#### TASK ITEM
Answer the following questions using the text below on the muscle enhancer at the H19/Igf2 locus.
(a) What effect does the non-coding H19 RNA have on growth?
(b) By how much were transcription levels reduced in ΔME/ΔME cells?
(c) How many putative enhancer-dependent genes changed only in the ΔME/ΔME cells and not in the heterozygous deletions?

#### TEXT PASSAGE
#####

NIH Research Festival
FARE Award Winner
Insulin-like growth factor 2 (Igf2) and H19 are linked genes involved in development – Igf2 promotes growth but is opposed by the non-coding H19 RNA which limits growth. In mice, the expression of these genes in skeletal muscle is controlled by an enhancer (muscle enhancer, ME) whose deletion (ΔME) results in loss of both Igf2 and H19. However, the effect of this deletion on the chromatin structure of the H19/Igf2 locus and on local and global transcriptional status is not known. Genome-wide analysis of histone marks associated with enhancers, promoters and active transcription showed that the deposition of chromatin marks was largely unchanged in ΔME/ΔME cells even while transcription levels were reduced by >300-fold. Thus, the enhancer is not required to establish active chromatin but instead controls the efficacy of transcription from this locus. Further, global mRNA-sequencing revealed that 186 genes in addition to Igf2 and H19 were significantly changed in the mutant cells. To disentangle the primary effects of the enhancer from that of Igf2 and H19, we utilized heterozygous deletion mutants – deletion of the maternal ME results specifically in the loss of H19, while paternal deletion causes Igf2 loss with normal H19 levels. Comparisons of these mutant cells with wild-type revealed a set of 131 putative enhancer-dependent genes that were changed only in the ΔME/ΔME cells, but not in the heterozygous deletions. Thus, the muscle enhancer at the H19/Igf2 locus appears to regulate distal genomic loci, and work is ongoing to further understand this phenomenon.

#####

Stored data entries:
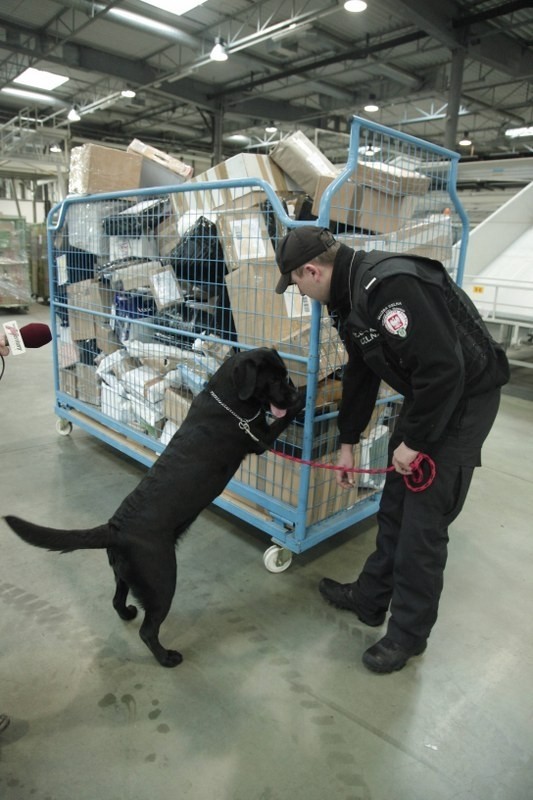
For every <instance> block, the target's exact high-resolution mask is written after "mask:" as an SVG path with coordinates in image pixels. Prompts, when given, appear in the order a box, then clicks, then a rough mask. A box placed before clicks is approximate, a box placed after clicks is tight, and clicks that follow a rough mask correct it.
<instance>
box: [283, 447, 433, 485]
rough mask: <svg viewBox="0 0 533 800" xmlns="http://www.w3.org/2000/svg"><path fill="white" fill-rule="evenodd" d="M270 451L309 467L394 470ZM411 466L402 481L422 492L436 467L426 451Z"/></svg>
mask: <svg viewBox="0 0 533 800" xmlns="http://www.w3.org/2000/svg"><path fill="white" fill-rule="evenodd" d="M272 452H273V453H274V455H276V456H281V458H286V459H288V460H289V461H296V462H297V463H298V464H306V465H307V466H309V467H317V468H319V469H334V470H340V471H342V472H359V473H363V472H364V473H365V474H368V475H380V474H381V475H382V474H383V473H385V472H394V471H395V469H394V467H384V468H383V469H361V468H358V467H351V468H350V469H346V468H345V467H340V466H337V465H336V464H321V463H320V462H318V461H305V460H304V459H302V458H296V456H289V455H288V454H287V453H280V451H279V450H273V451H272ZM411 468H412V470H413V472H412V473H411V475H404V476H403V480H404V483H405V485H406V486H407V488H408V489H410V491H411V492H423V491H424V489H427V488H428V486H431V484H432V483H433V481H434V480H435V476H436V474H437V467H436V465H435V462H434V461H433V459H432V458H431V456H428V455H426V453H419V454H418V455H417V457H416V458H415V460H414V461H413V462H412V463H411Z"/></svg>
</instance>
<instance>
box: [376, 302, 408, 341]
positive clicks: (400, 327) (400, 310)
mask: <svg viewBox="0 0 533 800" xmlns="http://www.w3.org/2000/svg"><path fill="white" fill-rule="evenodd" d="M378 320H379V322H380V324H381V326H382V328H383V329H384V330H385V332H386V333H389V334H391V335H393V336H400V337H401V338H402V339H404V338H405V337H406V336H407V332H408V329H409V314H408V313H407V310H406V309H405V308H404V306H403V305H402V304H401V302H399V301H398V302H397V303H389V304H388V305H387V306H385V308H382V309H381V311H380V312H379V314H378Z"/></svg>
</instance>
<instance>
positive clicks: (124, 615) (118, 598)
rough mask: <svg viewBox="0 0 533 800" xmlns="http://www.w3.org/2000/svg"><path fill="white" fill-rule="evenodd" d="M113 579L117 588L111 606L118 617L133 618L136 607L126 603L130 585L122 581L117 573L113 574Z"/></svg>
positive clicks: (123, 617)
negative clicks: (112, 607)
mask: <svg viewBox="0 0 533 800" xmlns="http://www.w3.org/2000/svg"><path fill="white" fill-rule="evenodd" d="M115 579H116V585H117V588H116V590H115V596H114V597H113V608H114V609H115V611H116V612H117V614H118V615H119V617H120V619H124V620H130V619H135V617H136V616H137V608H136V607H135V606H127V605H126V599H127V597H128V592H129V590H130V587H129V586H128V584H127V583H126V581H123V580H122V578H119V577H118V575H116V576H115Z"/></svg>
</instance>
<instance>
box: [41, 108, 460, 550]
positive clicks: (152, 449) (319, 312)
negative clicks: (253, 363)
mask: <svg viewBox="0 0 533 800" xmlns="http://www.w3.org/2000/svg"><path fill="white" fill-rule="evenodd" d="M363 128H364V129H366V130H370V131H374V132H376V133H379V134H381V135H388V136H390V137H391V138H393V139H395V140H399V141H402V142H405V143H406V144H408V145H412V146H416V147H418V148H422V149H424V150H426V151H428V152H431V153H434V154H436V155H438V156H439V157H441V158H442V159H443V161H445V162H446V161H448V162H449V166H448V181H447V187H446V188H447V190H448V192H449V195H450V198H451V200H452V202H453V205H454V208H455V210H456V212H457V214H458V216H459V218H460V220H461V224H462V234H463V235H462V239H461V244H460V247H459V257H458V267H457V281H458V282H459V283H460V282H461V280H462V276H463V273H464V261H465V255H466V246H467V241H468V219H467V216H466V213H465V212H464V209H463V208H462V206H461V203H460V202H459V200H458V197H457V192H456V189H455V183H456V175H457V163H458V161H459V158H460V156H459V154H458V153H455V152H453V151H450V150H446V149H444V148H441V147H437V146H436V145H433V144H430V143H429V142H425V141H423V140H421V139H417V138H415V137H413V136H409V135H407V134H404V133H401V132H398V131H395V130H393V129H390V128H386V127H384V126H382V125H379V124H376V123H373V122H369V121H368V120H363V119H361V118H359V117H353V120H352V126H351V138H350V147H349V153H348V161H347V163H346V167H345V168H344V169H343V170H342V172H341V173H340V174H339V176H338V177H337V178H335V179H334V180H333V181H332V183H331V184H330V185H329V186H328V187H327V189H326V190H325V192H324V194H323V196H322V199H321V202H320V208H319V214H318V219H317V220H316V223H309V222H297V221H295V220H293V219H291V218H290V217H289V216H288V215H287V214H286V212H285V210H284V208H283V206H282V204H281V202H280V200H279V198H278V196H277V195H276V194H275V192H274V190H273V188H272V187H271V186H270V184H268V183H267V182H266V181H264V180H261V179H255V178H253V179H252V178H242V179H238V180H220V181H212V182H204V183H200V182H199V183H194V184H187V183H184V184H179V185H176V186H167V185H165V186H160V187H150V188H148V189H139V190H135V191H122V192H111V193H105V194H97V195H89V196H83V197H67V198H66V199H65V200H64V201H63V202H61V203H59V204H57V205H56V206H54V207H53V208H52V209H51V211H50V213H49V215H48V259H49V268H50V287H51V291H50V305H51V317H52V324H53V325H56V319H57V317H56V312H57V310H58V309H60V308H65V307H68V308H70V309H73V310H80V311H83V313H84V314H88V313H91V312H90V310H88V309H86V308H83V309H79V308H77V307H75V306H72V305H69V304H68V303H62V302H60V301H58V300H57V299H56V297H55V291H54V288H55V287H56V285H57V280H56V278H57V269H56V265H55V263H54V248H53V239H54V235H55V234H56V233H57V232H59V231H61V229H62V227H63V225H64V222H65V218H66V214H67V211H68V208H69V207H70V206H71V205H73V204H79V203H84V204H86V203H90V202H96V201H98V202H102V201H106V200H109V201H111V200H117V199H120V198H131V197H132V196H135V197H136V198H137V201H139V200H140V199H142V198H151V197H158V196H161V195H163V194H164V195H168V194H171V193H180V192H190V191H194V192H199V191H202V190H212V189H224V188H239V187H243V188H246V187H248V188H249V187H253V188H259V189H260V190H262V191H263V192H264V193H265V195H266V196H267V197H268V199H269V201H270V202H271V204H272V208H273V210H274V212H275V214H276V216H277V217H278V220H279V222H280V223H281V224H282V225H284V226H285V227H286V228H295V227H299V226H302V225H309V224H316V225H317V226H326V225H327V224H328V221H329V208H330V204H331V200H332V197H333V195H334V194H335V193H336V191H337V190H338V188H339V187H340V186H342V184H343V183H344V182H345V181H347V180H348V178H349V176H350V175H351V174H352V173H353V171H354V169H355V168H356V166H357V158H358V148H359V143H360V140H361V130H362V129H363ZM94 313H95V314H96V313H98V316H102V314H100V312H94ZM321 316H322V308H321V306H320V304H319V303H318V302H316V301H314V302H313V308H312V315H311V334H310V351H309V355H308V357H306V358H304V357H298V356H295V355H294V354H292V353H291V354H288V353H285V352H284V351H283V350H282V349H281V348H280V349H279V352H280V354H281V356H282V357H284V356H285V357H287V356H290V359H292V361H300V362H301V363H302V364H304V365H305V366H306V371H307V374H308V376H309V380H308V381H307V390H306V391H307V395H306V408H307V409H314V408H315V401H316V397H317V388H318V387H317V380H316V375H317V372H318V366H319V344H320V324H321ZM146 325H147V326H148V327H152V328H156V329H162V330H165V328H162V326H157V325H152V324H150V323H146ZM183 333H184V334H185V335H187V334H186V332H183ZM190 335H191V336H192V334H190ZM195 338H196V335H195ZM54 340H55V341H54V347H53V360H54V361H53V363H54V381H55V392H56V405H55V413H56V414H57V416H58V417H60V418H61V419H64V420H66V421H69V422H71V423H73V424H76V425H79V426H80V427H82V428H83V429H85V430H86V431H88V432H89V433H91V434H93V435H94V436H96V437H97V438H99V439H101V440H102V441H104V442H105V443H106V444H109V445H111V446H112V447H114V448H118V449H119V450H120V451H121V452H123V453H125V454H127V455H129V456H131V457H132V458H134V459H136V460H137V461H140V462H141V463H143V464H145V465H146V466H147V467H149V466H150V465H151V464H152V463H153V461H154V459H155V458H157V455H158V454H159V453H161V452H162V450H163V449H164V448H163V445H161V444H159V443H158V442H157V441H155V440H154V439H152V438H150V437H149V436H147V435H144V434H142V433H140V432H138V431H135V430H133V429H132V428H130V427H128V426H126V425H123V424H121V423H119V422H117V421H115V420H113V419H110V418H108V417H107V416H106V415H104V414H103V413H102V412H100V411H98V409H97V408H96V407H94V406H90V405H88V404H86V403H83V402H81V401H79V400H76V399H75V398H73V397H71V396H70V395H68V394H66V393H65V392H62V391H61V390H60V386H59V363H58V349H57V330H56V335H55V336H54ZM219 341H221V342H224V341H225V340H223V339H220V340H219ZM239 347H240V348H241V349H246V347H247V346H246V345H245V344H241V343H239ZM248 349H251V347H249V348H248ZM389 399H390V398H389ZM318 419H322V417H320V418H319V417H316V418H315V417H314V415H313V414H311V413H307V414H306V415H305V421H304V430H303V443H302V459H303V460H304V461H309V460H310V459H311V452H312V447H313V428H314V424H315V422H316V421H317V420H318ZM310 474H311V467H310V466H308V465H305V464H303V465H301V480H300V487H299V494H298V506H297V508H294V507H293V506H290V505H289V504H287V503H284V502H282V501H280V500H276V499H274V498H272V497H270V496H269V495H267V494H266V493H264V492H261V491H260V490H258V489H255V488H253V487H251V486H248V485H246V484H244V483H242V482H240V481H238V480H236V479H233V480H232V481H231V482H230V484H229V485H228V489H229V490H231V491H232V492H234V493H235V494H236V495H238V496H241V497H243V498H244V499H245V500H248V501H250V502H251V503H255V504H257V505H259V506H261V507H263V508H264V509H265V510H267V511H268V514H269V515H270V517H271V519H270V520H269V519H268V518H267V517H266V516H259V515H257V514H254V513H253V510H252V509H251V508H250V510H249V511H248V510H247V508H246V507H245V506H244V505H238V506H237V505H236V504H235V503H233V502H232V500H231V497H230V496H228V495H221V496H220V497H218V498H217V499H216V500H215V501H214V502H215V504H216V505H217V506H219V507H220V508H223V509H225V510H226V511H229V512H231V513H232V514H234V515H236V516H238V517H239V518H241V519H243V520H245V521H246V522H249V523H250V524H252V525H253V526H255V527H257V528H259V529H261V530H263V531H264V532H265V533H267V534H268V535H269V536H270V537H271V538H272V541H273V542H275V543H276V544H278V545H280V546H282V547H285V548H287V549H288V550H290V551H292V552H293V553H301V552H304V551H305V550H308V549H309V548H311V547H313V546H314V545H316V544H318V543H319V542H321V541H323V540H324V539H327V538H329V537H330V536H332V535H334V534H335V533H337V532H339V531H341V530H343V529H345V528H346V527H348V526H350V525H354V524H356V523H357V522H359V521H361V520H363V519H365V518H367V517H369V516H371V515H373V514H374V513H375V512H376V511H377V509H378V506H379V501H380V494H379V493H376V494H374V495H372V496H370V497H368V498H364V499H360V500H358V501H357V502H355V504H354V505H353V506H352V507H351V508H348V509H346V510H344V511H340V512H338V513H336V514H334V515H333V516H331V517H330V518H328V519H325V520H323V521H321V522H318V523H314V524H312V525H310V526H308V525H306V516H307V501H308V495H309V485H310Z"/></svg>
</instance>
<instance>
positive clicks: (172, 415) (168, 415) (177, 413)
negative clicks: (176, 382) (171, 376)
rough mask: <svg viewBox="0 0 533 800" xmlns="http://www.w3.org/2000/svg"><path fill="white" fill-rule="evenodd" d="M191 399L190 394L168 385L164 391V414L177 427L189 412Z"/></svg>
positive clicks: (163, 401)
mask: <svg viewBox="0 0 533 800" xmlns="http://www.w3.org/2000/svg"><path fill="white" fill-rule="evenodd" d="M192 401H193V396H192V394H185V393H184V392H179V391H178V390H177V389H172V388H170V387H169V388H168V389H167V390H166V391H165V397H164V400H163V413H164V416H165V417H166V419H169V420H171V421H172V422H174V423H175V424H176V425H177V426H178V427H179V426H180V425H181V423H182V422H183V420H184V419H185V417H186V416H187V414H188V413H189V409H190V407H191V403H192Z"/></svg>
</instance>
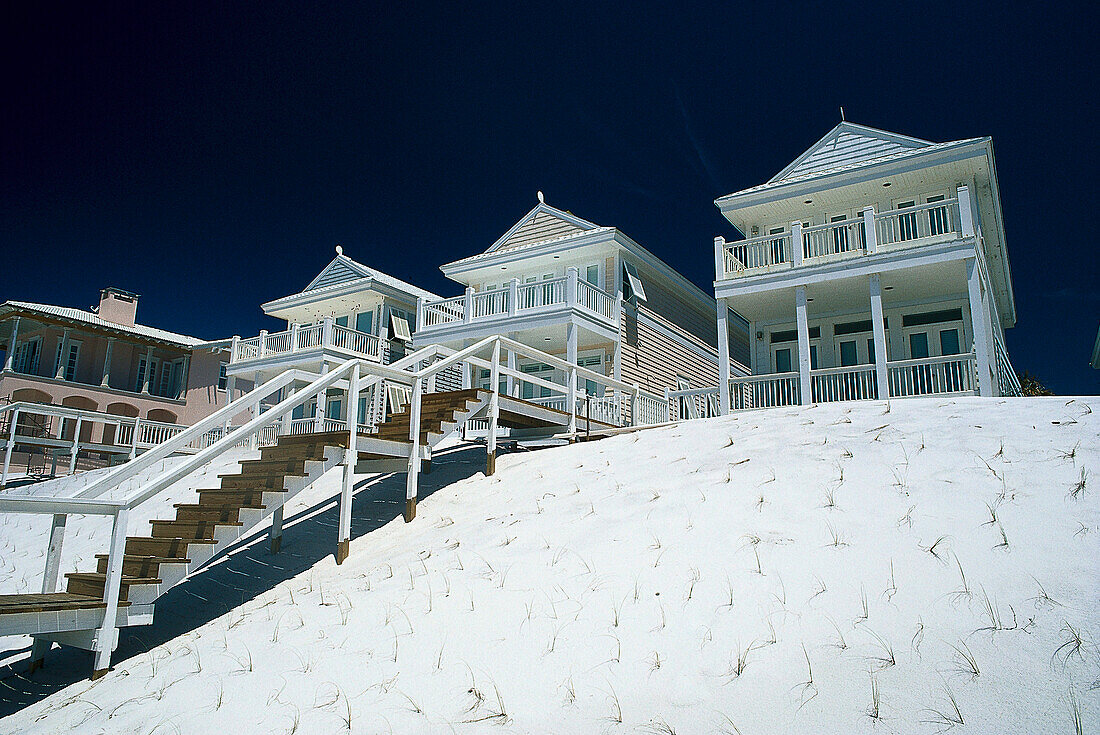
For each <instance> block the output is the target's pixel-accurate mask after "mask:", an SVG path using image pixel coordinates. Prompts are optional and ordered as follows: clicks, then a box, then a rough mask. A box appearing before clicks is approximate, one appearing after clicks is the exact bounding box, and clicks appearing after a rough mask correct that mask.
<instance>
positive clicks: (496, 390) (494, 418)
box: [485, 339, 500, 475]
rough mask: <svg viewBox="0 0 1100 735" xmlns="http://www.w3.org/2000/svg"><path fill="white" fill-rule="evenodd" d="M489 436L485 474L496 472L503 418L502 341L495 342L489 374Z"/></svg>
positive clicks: (493, 347)
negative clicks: (501, 347)
mask: <svg viewBox="0 0 1100 735" xmlns="http://www.w3.org/2000/svg"><path fill="white" fill-rule="evenodd" d="M488 380H489V384H488V390H489V391H492V393H491V394H489V403H488V436H487V437H486V438H485V474H486V475H491V474H493V473H494V472H496V427H497V421H498V420H499V418H500V340H499V339H495V340H493V358H492V362H491V363H489V372H488Z"/></svg>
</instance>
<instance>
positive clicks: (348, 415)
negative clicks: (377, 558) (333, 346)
mask: <svg viewBox="0 0 1100 735" xmlns="http://www.w3.org/2000/svg"><path fill="white" fill-rule="evenodd" d="M359 370H360V368H359V363H356V364H354V365H352V369H351V379H350V382H349V385H348V448H346V449H345V450H344V461H343V482H342V484H341V485H340V526H339V534H338V536H339V538H337V563H338V564H342V563H343V560H344V559H346V558H348V555H349V552H350V551H351V491H352V485H353V484H354V482H355V476H354V473H355V462H357V461H359V450H357V449H356V447H355V442H356V440H357V438H359V394H360V385H359V384H360V375H359Z"/></svg>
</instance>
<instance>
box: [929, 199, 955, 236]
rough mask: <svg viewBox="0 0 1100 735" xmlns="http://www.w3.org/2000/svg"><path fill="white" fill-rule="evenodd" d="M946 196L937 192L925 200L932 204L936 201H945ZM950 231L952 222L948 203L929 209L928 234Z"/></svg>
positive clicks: (947, 231)
mask: <svg viewBox="0 0 1100 735" xmlns="http://www.w3.org/2000/svg"><path fill="white" fill-rule="evenodd" d="M944 198H945V197H944V195H942V194H936V195H933V196H930V197H927V198H926V199H925V201H926V202H927V204H930V205H931V204H934V202H936V201H943V200H944ZM948 231H950V222H949V220H948V216H947V205H943V206H939V207H932V208H931V209H928V234H930V235H936V234H944V233H945V232H948Z"/></svg>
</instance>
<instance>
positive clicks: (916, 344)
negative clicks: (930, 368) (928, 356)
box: [909, 332, 928, 360]
mask: <svg viewBox="0 0 1100 735" xmlns="http://www.w3.org/2000/svg"><path fill="white" fill-rule="evenodd" d="M909 356H910V358H912V359H913V360H923V359H924V358H927V356H928V333H927V332H913V333H912V334H910V336H909Z"/></svg>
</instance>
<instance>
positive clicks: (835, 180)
mask: <svg viewBox="0 0 1100 735" xmlns="http://www.w3.org/2000/svg"><path fill="white" fill-rule="evenodd" d="M989 143H990V139H989V138H979V139H977V140H970V141H960V142H959V143H958V144H957V145H947V146H944V147H939V149H936V150H935V151H922V150H920V149H917V150H915V151H914V152H913V153H912V154H911V155H906V156H903V157H900V158H893V160H889V161H883V162H882V163H868V164H867V165H866V166H857V167H855V168H847V169H844V171H836V172H823V173H822V175H821V176H813V177H811V178H800V179H798V180H794V182H791V183H789V184H777V185H775V186H770V187H768V188H764V189H759V190H747V191H736V193H734V194H727V195H726V196H724V197H718V198H717V199H715V200H714V204H715V206H716V207H717V208H718V210H719V211H720V212H722V213H723V215H724V216H726V218H727V219H728V218H729V212H734V211H737V210H738V209H742V208H745V207H752V206H756V205H763V204H769V202H772V201H781V200H783V199H792V198H796V197H802V196H805V195H807V194H815V193H817V191H821V190H822V189H832V188H837V187H840V186H849V185H851V184H861V183H864V182H868V180H873V179H876V178H881V177H882V176H897V175H898V174H903V173H906V172H910V171H916V169H920V168H927V167H928V166H936V165H939V164H944V163H952V162H955V161H963V160H966V158H974V157H978V156H981V155H985V154H986V152H987V151H988V147H989Z"/></svg>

#####

#### ANSWER SPACE
(a) It limits growth, opposing Igf2.
(b) By more than 300-fold.
(c) 131 genes.